◆ Exercise set
[A] In the article about Reed Vreeland, why does he say the pain of losing his mother was even more intense?
[B] From the article about Reed Vreeland, write out the passage starting with "Dozens of states" and going on through "HIV criminalization laws.".

======== Exercise text ========

Each week, Weekend Edition Sunday host Rachel Martin brings listeners an unexpected side of the news by talking with someone personally affected by the stories making headlines.

Reed Vreeland was born with HIV, which means he has struggled for most of his 27 years deciding how and when to inform people about his illness. His mom was infected, but his dad was not.

Dozens of states criminalize HIV exposure, or perceived exposure, through sex, shared needles or, in some states, exposure to “bodily fluids” that can include saliva. Reed works for an organization, the Sero Project, that fights these state HIV criminalization laws.

Vreeland has very clear memories about the day his dad told him about his HIV. “I immediately just started crying, because we’d read in our first grade class a book about HIV and AIDS,” he tells NPR’s Rachel Martin. “I remember the first thing I thought of was ‘Oh, I’m like the kids in the book.’ … And the book was about AIDS in Africa and about kids in Africa dying of AIDS.”

His own mother died of AIDS when he was 10, and “the pain of losing her was even more intense,” Vreeland says, “because I knew I had what she had.” She had many complications in her last few years, and grew extremely weak. “I could beat her in an arm wrestle as a 10-year-old and she was just so fragile. It’s just so hard to see a parent in that state and then know you could be next.”

======== Exercise data ========

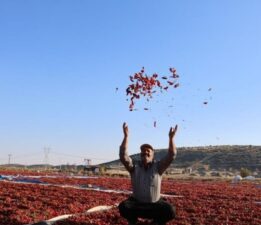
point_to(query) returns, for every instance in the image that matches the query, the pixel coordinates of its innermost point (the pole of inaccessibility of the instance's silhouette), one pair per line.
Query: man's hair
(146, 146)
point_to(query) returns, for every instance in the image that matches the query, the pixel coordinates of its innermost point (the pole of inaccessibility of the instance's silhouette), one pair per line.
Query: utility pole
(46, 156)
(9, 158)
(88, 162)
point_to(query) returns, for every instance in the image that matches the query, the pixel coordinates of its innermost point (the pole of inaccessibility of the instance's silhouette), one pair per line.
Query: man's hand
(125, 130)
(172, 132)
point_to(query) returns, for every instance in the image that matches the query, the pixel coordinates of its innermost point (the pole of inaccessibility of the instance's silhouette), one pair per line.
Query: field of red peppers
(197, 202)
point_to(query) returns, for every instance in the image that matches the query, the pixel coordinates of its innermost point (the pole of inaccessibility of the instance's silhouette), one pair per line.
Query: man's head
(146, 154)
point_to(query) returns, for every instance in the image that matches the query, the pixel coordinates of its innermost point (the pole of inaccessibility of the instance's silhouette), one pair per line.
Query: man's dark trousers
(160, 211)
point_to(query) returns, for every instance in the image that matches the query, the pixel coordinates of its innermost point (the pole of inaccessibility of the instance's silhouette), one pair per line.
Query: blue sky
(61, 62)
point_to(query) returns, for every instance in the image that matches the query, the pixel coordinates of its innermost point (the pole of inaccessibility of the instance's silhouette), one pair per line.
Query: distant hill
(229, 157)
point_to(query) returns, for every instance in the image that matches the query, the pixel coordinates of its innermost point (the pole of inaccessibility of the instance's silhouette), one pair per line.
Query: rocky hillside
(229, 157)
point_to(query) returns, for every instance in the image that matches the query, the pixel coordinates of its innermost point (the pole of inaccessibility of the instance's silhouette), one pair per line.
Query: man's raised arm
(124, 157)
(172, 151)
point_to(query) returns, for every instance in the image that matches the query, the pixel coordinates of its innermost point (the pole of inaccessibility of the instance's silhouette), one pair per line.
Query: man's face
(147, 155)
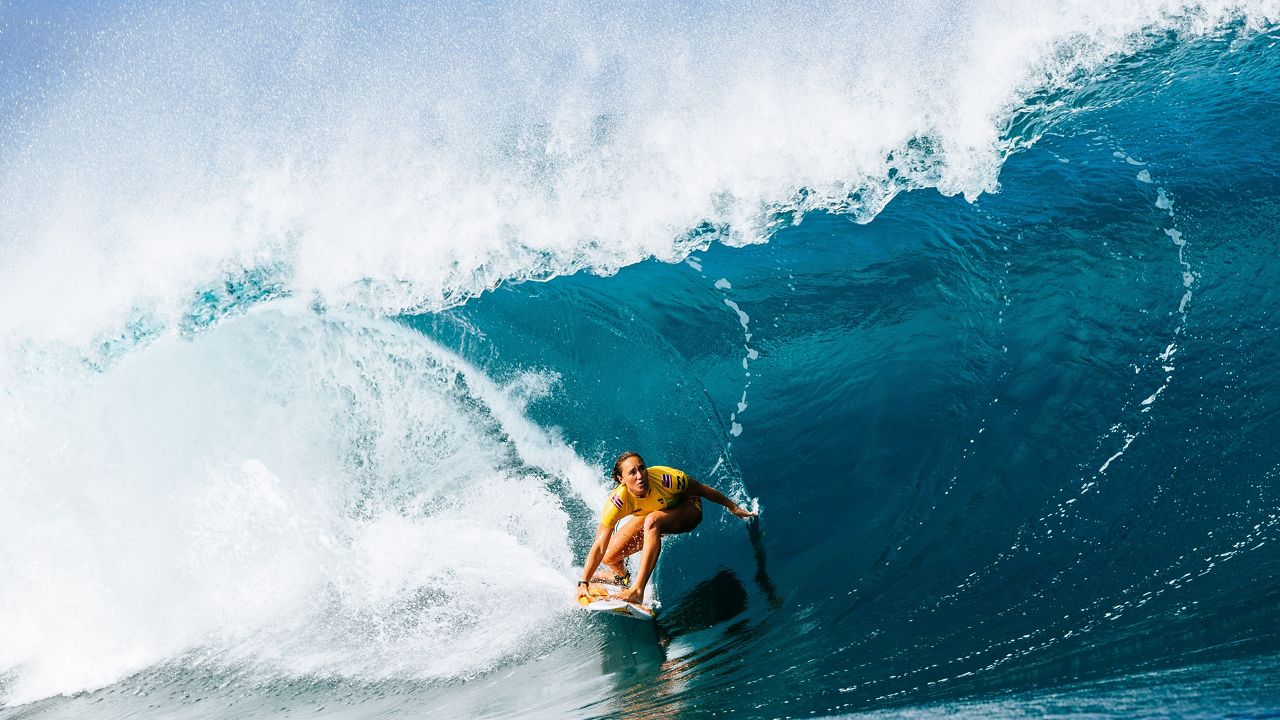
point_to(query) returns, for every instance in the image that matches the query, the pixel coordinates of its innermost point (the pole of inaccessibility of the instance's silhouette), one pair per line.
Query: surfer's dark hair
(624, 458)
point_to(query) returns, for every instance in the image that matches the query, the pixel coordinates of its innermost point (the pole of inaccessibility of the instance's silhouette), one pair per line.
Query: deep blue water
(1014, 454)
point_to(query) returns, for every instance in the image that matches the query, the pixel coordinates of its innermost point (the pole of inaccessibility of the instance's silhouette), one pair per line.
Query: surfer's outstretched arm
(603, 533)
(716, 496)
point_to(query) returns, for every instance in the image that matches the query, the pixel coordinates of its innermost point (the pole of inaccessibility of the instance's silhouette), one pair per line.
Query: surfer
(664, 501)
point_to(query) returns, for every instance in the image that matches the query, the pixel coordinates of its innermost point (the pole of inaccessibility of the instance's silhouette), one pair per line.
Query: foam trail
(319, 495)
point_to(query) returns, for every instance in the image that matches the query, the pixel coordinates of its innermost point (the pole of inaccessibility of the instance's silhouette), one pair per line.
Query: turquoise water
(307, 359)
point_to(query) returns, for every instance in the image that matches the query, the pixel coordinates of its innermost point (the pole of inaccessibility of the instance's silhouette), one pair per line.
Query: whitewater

========

◆ Answers for each item
[A] He says the pain was even more intense because he knew he had what she had. His mother died of AIDS, and he was born with HIV.

[B]
Dozens of states criminalize HIV exposure, or perceived exposure, through sex, shared needles or, in some states, exposure to “bodily fluids” that can include saliva. Reed works for an organization, the Sero Project, that fights these state HIV criminalization laws.